* **TRY IT**:
Determine how many lines in the records hold the word "crowd". Return the number alone.

* **EXCERPTED DATA**:
----

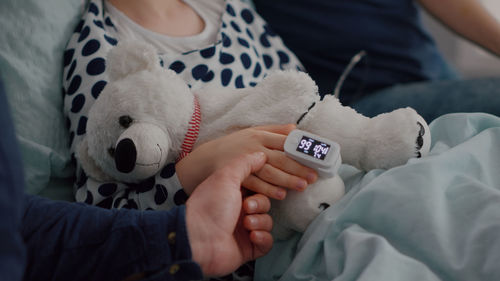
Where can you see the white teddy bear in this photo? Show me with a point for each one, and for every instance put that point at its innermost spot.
(147, 116)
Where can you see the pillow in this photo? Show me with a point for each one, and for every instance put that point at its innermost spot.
(32, 40)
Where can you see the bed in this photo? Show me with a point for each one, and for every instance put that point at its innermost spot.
(435, 218)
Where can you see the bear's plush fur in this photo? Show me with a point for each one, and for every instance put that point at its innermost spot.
(140, 121)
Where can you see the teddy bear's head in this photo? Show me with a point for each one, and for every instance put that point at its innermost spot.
(131, 132)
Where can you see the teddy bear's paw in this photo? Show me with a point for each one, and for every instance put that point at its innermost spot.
(420, 140)
(396, 137)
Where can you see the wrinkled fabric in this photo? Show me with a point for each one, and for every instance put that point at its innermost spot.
(435, 218)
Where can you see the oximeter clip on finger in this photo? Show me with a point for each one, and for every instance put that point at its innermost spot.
(313, 151)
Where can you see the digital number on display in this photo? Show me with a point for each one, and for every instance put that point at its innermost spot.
(313, 147)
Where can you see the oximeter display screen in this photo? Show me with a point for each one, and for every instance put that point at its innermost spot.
(313, 147)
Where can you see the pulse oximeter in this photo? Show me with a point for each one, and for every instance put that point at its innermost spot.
(313, 151)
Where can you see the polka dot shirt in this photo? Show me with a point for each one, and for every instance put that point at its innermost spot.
(245, 51)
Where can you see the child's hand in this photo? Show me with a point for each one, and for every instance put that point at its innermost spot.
(279, 172)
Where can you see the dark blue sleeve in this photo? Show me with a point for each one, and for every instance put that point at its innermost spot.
(73, 241)
(12, 252)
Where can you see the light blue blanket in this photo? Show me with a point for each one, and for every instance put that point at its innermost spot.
(436, 218)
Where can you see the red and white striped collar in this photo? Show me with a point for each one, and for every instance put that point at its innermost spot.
(193, 131)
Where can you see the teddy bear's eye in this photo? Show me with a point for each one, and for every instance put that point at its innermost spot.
(111, 151)
(323, 206)
(125, 121)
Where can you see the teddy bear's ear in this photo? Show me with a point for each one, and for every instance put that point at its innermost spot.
(88, 164)
(129, 57)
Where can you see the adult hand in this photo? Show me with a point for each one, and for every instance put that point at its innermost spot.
(279, 173)
(224, 231)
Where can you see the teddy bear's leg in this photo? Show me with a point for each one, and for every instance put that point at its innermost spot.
(299, 209)
(385, 141)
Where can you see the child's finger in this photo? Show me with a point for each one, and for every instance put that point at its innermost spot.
(278, 129)
(257, 185)
(286, 164)
(277, 177)
(258, 222)
(256, 204)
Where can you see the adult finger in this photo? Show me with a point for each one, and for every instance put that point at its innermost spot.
(256, 204)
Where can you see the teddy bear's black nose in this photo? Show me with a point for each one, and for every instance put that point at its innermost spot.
(125, 156)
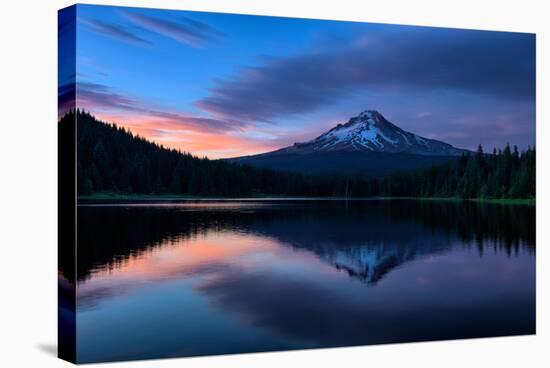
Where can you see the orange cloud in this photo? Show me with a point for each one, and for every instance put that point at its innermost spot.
(200, 142)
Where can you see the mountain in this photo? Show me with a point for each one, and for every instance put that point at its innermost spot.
(368, 145)
(370, 131)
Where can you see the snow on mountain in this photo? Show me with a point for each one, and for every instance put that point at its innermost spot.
(370, 131)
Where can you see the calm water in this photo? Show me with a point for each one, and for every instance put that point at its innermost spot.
(197, 278)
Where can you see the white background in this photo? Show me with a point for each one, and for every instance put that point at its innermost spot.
(28, 182)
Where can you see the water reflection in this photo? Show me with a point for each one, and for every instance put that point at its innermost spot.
(288, 275)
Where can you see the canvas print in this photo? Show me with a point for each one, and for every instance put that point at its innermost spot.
(235, 183)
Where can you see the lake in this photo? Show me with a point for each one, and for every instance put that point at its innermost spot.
(191, 278)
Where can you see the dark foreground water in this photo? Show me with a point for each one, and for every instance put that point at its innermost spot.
(195, 278)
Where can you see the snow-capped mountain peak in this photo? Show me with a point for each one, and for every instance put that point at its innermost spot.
(370, 131)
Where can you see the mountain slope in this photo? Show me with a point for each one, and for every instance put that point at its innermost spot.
(370, 131)
(367, 145)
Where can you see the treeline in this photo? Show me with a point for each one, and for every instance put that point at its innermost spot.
(111, 158)
(505, 173)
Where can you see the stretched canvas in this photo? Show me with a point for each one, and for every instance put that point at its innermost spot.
(234, 183)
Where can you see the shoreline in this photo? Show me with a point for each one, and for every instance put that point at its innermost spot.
(99, 198)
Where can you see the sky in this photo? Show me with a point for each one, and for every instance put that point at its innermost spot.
(226, 85)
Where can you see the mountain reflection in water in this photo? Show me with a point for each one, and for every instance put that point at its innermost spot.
(223, 277)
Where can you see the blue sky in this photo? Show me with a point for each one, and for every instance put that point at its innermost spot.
(225, 85)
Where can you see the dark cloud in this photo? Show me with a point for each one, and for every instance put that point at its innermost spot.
(93, 96)
(181, 29)
(495, 64)
(116, 31)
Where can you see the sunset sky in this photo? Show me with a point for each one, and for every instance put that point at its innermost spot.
(226, 85)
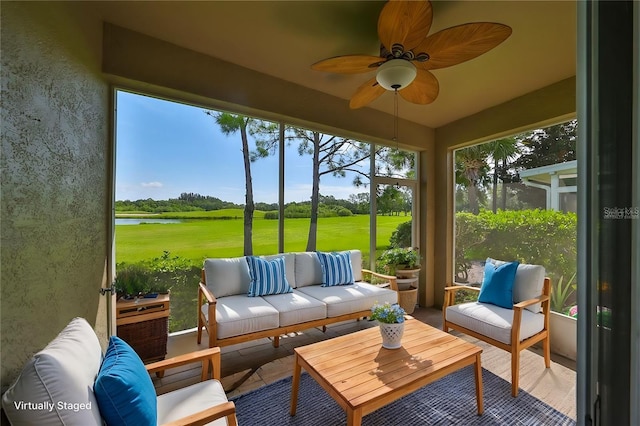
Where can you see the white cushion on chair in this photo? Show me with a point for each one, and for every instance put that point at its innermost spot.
(64, 371)
(297, 307)
(241, 314)
(190, 400)
(527, 284)
(493, 321)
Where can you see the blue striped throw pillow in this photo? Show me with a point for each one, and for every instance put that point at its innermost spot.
(336, 269)
(267, 277)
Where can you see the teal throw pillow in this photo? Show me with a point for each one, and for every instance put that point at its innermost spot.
(267, 277)
(123, 389)
(497, 285)
(336, 268)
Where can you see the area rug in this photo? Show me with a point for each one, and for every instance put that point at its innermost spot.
(448, 401)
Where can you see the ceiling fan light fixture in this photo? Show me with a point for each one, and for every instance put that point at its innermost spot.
(396, 74)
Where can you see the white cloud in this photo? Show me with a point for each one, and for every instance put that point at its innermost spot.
(152, 184)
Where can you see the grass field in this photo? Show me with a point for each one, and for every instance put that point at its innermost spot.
(198, 239)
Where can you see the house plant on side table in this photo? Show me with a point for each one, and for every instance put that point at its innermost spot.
(391, 320)
(404, 263)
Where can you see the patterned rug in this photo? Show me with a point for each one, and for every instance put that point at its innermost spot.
(448, 401)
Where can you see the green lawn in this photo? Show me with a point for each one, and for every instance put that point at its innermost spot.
(198, 239)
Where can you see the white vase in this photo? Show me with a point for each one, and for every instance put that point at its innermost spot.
(391, 335)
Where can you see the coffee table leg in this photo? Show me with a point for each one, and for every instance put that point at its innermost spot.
(479, 397)
(295, 385)
(354, 417)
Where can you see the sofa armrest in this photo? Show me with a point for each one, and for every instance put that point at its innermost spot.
(529, 302)
(205, 294)
(227, 409)
(208, 357)
(393, 281)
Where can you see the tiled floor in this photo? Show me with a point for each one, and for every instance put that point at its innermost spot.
(254, 364)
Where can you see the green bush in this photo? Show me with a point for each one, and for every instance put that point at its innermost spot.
(401, 237)
(543, 237)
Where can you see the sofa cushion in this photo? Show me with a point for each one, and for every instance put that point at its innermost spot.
(527, 284)
(493, 321)
(346, 299)
(497, 284)
(228, 276)
(123, 389)
(63, 372)
(297, 307)
(267, 276)
(183, 402)
(289, 263)
(237, 315)
(308, 269)
(336, 268)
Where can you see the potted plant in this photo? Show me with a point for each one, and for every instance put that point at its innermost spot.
(391, 320)
(404, 263)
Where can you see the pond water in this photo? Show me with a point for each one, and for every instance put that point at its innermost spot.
(130, 221)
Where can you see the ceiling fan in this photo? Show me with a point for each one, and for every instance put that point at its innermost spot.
(407, 53)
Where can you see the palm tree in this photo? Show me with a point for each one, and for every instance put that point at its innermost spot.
(471, 169)
(501, 150)
(230, 124)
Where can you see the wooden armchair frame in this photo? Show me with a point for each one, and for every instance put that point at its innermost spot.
(516, 344)
(210, 359)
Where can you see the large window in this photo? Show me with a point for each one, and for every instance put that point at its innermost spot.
(516, 200)
(193, 183)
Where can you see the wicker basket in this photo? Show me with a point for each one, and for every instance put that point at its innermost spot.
(407, 299)
(147, 338)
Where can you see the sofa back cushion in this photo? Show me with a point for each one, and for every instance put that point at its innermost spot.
(227, 276)
(309, 272)
(527, 283)
(62, 373)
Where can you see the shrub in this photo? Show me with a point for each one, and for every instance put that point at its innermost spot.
(401, 237)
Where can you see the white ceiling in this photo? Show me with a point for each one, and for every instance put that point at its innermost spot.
(283, 38)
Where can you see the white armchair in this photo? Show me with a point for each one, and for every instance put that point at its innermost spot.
(514, 329)
(59, 385)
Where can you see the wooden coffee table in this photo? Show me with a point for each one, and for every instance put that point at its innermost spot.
(362, 376)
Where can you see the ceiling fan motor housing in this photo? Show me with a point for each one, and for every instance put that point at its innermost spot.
(396, 74)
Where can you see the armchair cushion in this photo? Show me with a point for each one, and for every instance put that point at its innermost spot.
(183, 402)
(63, 372)
(497, 285)
(493, 321)
(336, 269)
(527, 283)
(123, 388)
(267, 276)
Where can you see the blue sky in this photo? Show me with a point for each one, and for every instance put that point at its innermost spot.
(166, 148)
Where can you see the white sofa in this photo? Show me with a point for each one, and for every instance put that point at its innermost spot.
(66, 384)
(230, 316)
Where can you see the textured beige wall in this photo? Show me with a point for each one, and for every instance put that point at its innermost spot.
(55, 176)
(543, 107)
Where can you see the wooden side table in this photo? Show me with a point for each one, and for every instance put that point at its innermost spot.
(145, 325)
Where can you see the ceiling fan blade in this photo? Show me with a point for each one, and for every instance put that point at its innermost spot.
(366, 93)
(423, 90)
(404, 22)
(460, 43)
(349, 64)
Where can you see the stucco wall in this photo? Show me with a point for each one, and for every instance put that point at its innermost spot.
(55, 176)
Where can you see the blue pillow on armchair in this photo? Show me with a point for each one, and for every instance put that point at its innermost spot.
(497, 285)
(123, 388)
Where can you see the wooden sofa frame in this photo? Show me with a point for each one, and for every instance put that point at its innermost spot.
(516, 345)
(205, 296)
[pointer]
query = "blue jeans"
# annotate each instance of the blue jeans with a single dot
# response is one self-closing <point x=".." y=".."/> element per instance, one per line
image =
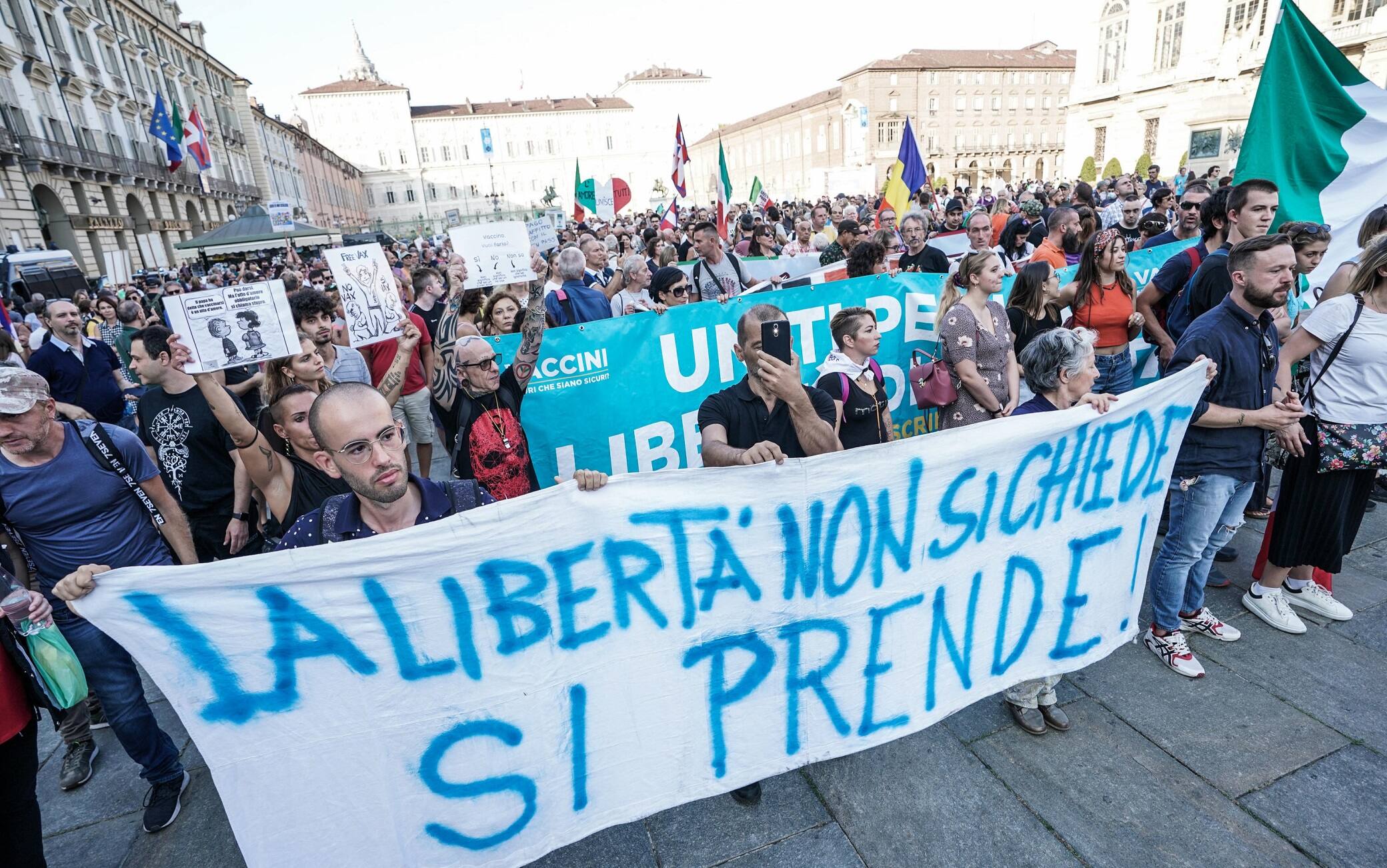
<point x="113" y="677"/>
<point x="1206" y="512"/>
<point x="1114" y="373"/>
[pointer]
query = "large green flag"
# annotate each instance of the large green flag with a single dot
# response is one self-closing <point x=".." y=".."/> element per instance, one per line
<point x="1320" y="131"/>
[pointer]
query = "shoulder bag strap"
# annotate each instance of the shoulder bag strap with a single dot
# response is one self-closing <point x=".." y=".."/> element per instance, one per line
<point x="1333" y="354"/>
<point x="107" y="455"/>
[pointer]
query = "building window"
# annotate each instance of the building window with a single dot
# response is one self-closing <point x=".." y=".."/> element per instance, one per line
<point x="1170" y="28"/>
<point x="1112" y="42"/>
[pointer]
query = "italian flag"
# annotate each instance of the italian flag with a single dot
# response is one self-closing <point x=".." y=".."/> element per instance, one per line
<point x="1320" y="131"/>
<point x="724" y="190"/>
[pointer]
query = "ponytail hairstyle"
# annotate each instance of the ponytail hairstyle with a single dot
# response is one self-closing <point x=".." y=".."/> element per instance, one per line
<point x="956" y="287"/>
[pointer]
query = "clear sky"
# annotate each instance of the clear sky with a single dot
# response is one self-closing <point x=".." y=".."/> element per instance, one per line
<point x="758" y="56"/>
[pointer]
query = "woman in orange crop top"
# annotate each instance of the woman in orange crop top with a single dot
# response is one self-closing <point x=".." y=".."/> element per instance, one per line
<point x="1102" y="297"/>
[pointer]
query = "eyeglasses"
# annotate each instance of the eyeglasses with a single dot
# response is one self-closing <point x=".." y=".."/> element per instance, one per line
<point x="483" y="363"/>
<point x="357" y="453"/>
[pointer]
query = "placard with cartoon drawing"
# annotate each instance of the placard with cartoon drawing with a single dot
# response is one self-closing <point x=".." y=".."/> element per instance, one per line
<point x="368" y="290"/>
<point x="236" y="325"/>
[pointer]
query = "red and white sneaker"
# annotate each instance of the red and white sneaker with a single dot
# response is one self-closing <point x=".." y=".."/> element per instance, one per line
<point x="1208" y="624"/>
<point x="1174" y="652"/>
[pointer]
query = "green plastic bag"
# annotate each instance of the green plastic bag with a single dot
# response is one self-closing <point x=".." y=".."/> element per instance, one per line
<point x="57" y="666"/>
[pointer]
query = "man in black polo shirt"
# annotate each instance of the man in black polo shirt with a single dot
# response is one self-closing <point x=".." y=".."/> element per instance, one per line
<point x="83" y="376"/>
<point x="770" y="415"/>
<point x="1221" y="458"/>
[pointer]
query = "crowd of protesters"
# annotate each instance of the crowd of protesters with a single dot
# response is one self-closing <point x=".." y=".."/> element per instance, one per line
<point x="333" y="443"/>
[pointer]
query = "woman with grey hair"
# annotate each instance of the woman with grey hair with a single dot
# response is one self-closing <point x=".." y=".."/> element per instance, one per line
<point x="1060" y="371"/>
<point x="634" y="294"/>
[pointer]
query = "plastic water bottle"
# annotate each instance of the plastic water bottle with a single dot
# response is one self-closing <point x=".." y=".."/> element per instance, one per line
<point x="15" y="605"/>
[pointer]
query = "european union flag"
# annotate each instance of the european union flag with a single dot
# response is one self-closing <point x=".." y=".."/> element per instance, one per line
<point x="161" y="127"/>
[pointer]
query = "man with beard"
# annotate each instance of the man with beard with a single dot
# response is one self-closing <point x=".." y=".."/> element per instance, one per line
<point x="1063" y="237"/>
<point x="362" y="444"/>
<point x="1221" y="458"/>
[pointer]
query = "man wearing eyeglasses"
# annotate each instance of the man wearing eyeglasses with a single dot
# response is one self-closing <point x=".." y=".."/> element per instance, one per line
<point x="1221" y="458"/>
<point x="362" y="444"/>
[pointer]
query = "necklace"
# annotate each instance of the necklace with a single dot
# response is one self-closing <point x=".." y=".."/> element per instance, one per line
<point x="497" y="423"/>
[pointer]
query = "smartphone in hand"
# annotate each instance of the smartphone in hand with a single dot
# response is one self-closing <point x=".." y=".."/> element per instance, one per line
<point x="776" y="339"/>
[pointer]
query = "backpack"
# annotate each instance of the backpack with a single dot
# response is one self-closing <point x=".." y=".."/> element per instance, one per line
<point x="463" y="403"/>
<point x="737" y="267"/>
<point x="844" y="383"/>
<point x="462" y="495"/>
<point x="1163" y="308"/>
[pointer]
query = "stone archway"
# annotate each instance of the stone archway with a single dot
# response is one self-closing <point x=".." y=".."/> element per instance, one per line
<point x="195" y="218"/>
<point x="55" y="222"/>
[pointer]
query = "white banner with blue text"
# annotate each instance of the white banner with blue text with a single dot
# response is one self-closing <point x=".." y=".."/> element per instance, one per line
<point x="487" y="688"/>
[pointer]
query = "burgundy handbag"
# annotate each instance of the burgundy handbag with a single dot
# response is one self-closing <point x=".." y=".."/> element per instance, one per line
<point x="931" y="382"/>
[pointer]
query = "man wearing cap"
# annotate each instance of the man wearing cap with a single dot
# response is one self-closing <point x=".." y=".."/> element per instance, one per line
<point x="83" y="375"/>
<point x="837" y="251"/>
<point x="954" y="217"/>
<point x="67" y="502"/>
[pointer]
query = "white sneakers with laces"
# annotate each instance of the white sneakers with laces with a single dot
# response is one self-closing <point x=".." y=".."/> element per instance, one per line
<point x="1174" y="652"/>
<point x="1208" y="624"/>
<point x="1274" y="609"/>
<point x="1315" y="598"/>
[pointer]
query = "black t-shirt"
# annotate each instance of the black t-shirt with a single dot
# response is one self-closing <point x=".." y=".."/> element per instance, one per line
<point x="931" y="261"/>
<point x="1024" y="326"/>
<point x="864" y="417"/>
<point x="430" y="318"/>
<point x="493" y="448"/>
<point x="193" y="451"/>
<point x="747" y="421"/>
<point x="250" y="401"/>
<point x="1210" y="285"/>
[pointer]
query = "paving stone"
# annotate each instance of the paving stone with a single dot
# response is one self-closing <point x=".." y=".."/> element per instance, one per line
<point x="201" y="835"/>
<point x="115" y="787"/>
<point x="1120" y="801"/>
<point x="1321" y="673"/>
<point x="718" y="828"/>
<point x="1368" y="627"/>
<point x="1333" y="809"/>
<point x="988" y="715"/>
<point x="626" y="845"/>
<point x="922" y="799"/>
<point x="97" y="846"/>
<point x="1238" y="737"/>
<point x="822" y="847"/>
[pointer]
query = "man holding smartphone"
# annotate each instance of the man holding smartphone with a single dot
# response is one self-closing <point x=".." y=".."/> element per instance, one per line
<point x="770" y="415"/>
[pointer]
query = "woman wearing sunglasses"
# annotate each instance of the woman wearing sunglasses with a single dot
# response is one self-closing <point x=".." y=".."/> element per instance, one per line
<point x="670" y="287"/>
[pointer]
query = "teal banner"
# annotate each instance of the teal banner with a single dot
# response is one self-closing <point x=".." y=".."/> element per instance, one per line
<point x="621" y="395"/>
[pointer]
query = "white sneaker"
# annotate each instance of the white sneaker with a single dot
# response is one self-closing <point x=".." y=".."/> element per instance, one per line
<point x="1208" y="624"/>
<point x="1174" y="652"/>
<point x="1315" y="598"/>
<point x="1274" y="609"/>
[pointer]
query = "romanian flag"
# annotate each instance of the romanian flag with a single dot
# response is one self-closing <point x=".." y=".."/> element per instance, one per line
<point x="724" y="190"/>
<point x="906" y="175"/>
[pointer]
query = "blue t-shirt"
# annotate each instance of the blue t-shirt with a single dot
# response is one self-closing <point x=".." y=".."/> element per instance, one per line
<point x="585" y="305"/>
<point x="74" y="511"/>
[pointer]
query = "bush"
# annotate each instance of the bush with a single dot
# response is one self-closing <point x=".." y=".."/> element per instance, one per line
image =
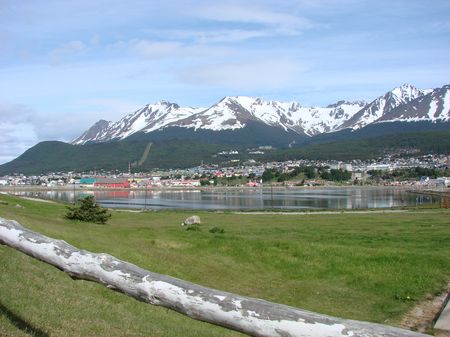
<point x="217" y="230"/>
<point x="87" y="210"/>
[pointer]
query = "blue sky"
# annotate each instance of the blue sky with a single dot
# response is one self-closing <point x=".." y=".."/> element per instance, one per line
<point x="66" y="64"/>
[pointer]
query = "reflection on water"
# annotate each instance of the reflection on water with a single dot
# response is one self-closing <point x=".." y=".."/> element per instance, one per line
<point x="324" y="198"/>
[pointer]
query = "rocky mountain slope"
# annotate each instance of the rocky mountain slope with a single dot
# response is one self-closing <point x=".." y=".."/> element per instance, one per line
<point x="402" y="104"/>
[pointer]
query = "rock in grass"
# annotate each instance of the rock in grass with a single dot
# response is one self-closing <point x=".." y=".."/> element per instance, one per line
<point x="192" y="220"/>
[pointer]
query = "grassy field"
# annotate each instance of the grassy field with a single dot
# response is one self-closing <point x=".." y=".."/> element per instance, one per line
<point x="371" y="267"/>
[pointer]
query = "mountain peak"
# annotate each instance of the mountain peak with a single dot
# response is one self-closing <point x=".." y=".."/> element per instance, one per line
<point x="236" y="112"/>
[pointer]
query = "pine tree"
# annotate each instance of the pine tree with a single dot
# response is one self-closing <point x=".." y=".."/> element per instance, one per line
<point x="88" y="210"/>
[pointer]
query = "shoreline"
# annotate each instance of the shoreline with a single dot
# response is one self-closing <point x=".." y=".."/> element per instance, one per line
<point x="31" y="188"/>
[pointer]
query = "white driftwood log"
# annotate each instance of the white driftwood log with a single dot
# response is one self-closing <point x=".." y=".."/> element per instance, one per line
<point x="251" y="316"/>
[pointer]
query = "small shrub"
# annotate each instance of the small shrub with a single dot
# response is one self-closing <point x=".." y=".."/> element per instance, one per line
<point x="88" y="210"/>
<point x="217" y="230"/>
<point x="194" y="227"/>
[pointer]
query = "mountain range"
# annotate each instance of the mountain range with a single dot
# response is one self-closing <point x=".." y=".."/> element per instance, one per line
<point x="402" y="104"/>
<point x="165" y="135"/>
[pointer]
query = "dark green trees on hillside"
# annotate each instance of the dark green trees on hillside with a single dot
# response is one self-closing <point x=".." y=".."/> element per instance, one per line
<point x="88" y="210"/>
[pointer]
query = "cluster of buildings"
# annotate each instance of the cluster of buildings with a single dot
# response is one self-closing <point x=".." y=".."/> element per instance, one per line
<point x="208" y="174"/>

----

* **TASK RESULT**:
2